** INFORMATION SHOWN follows **

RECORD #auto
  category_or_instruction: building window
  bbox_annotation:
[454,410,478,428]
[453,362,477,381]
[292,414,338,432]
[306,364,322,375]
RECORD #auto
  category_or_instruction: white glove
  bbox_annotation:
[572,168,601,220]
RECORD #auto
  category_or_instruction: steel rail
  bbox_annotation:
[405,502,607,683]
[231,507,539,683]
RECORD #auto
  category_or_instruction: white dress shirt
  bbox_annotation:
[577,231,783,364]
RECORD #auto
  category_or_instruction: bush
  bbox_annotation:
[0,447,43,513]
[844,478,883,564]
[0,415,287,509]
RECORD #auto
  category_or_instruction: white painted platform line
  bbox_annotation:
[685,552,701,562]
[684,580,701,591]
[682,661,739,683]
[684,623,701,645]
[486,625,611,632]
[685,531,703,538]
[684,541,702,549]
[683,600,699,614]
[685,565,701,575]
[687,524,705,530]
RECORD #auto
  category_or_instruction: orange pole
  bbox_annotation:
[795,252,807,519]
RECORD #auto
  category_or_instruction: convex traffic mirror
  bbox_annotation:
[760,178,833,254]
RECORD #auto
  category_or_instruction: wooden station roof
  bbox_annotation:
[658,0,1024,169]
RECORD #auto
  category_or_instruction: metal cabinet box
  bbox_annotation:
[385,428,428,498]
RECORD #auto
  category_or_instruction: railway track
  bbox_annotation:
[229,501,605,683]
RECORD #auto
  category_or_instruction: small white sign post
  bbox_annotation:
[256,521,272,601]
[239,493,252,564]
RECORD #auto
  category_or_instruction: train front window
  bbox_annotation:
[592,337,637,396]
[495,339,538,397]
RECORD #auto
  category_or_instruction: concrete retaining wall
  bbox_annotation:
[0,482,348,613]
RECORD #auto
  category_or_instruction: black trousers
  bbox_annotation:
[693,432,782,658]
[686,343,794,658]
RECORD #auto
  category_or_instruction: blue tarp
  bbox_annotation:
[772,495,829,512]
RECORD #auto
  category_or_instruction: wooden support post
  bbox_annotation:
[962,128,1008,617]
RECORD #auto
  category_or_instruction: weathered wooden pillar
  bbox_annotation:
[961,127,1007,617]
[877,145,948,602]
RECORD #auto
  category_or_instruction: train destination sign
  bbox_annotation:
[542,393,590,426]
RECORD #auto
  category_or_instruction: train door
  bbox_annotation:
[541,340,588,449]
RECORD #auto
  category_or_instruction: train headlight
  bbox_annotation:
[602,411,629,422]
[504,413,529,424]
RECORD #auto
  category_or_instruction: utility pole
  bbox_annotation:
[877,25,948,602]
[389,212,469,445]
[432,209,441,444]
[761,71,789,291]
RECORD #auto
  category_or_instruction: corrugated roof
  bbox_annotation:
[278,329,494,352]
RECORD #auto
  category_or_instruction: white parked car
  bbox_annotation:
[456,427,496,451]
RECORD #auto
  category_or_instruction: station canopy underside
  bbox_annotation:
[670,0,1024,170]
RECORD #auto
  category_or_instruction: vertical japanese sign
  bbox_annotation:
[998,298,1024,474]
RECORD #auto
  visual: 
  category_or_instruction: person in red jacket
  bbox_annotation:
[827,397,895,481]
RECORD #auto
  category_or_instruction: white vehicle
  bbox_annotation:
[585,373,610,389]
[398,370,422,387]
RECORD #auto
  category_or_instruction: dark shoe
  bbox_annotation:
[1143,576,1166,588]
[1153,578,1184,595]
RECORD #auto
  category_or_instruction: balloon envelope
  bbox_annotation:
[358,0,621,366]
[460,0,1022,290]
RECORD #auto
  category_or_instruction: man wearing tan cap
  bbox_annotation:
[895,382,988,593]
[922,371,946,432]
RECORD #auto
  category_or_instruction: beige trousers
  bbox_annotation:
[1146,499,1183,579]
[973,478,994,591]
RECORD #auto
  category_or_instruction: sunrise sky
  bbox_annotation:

** End of INFORMATION SHOWN **

◆ WORK REQUEST: Pull every line containing "post" out of the entries.

◆ ANSWER TO THIS PROBLEM:
  category_or_instruction: small white sign post
  category_or_instruction: wooden support post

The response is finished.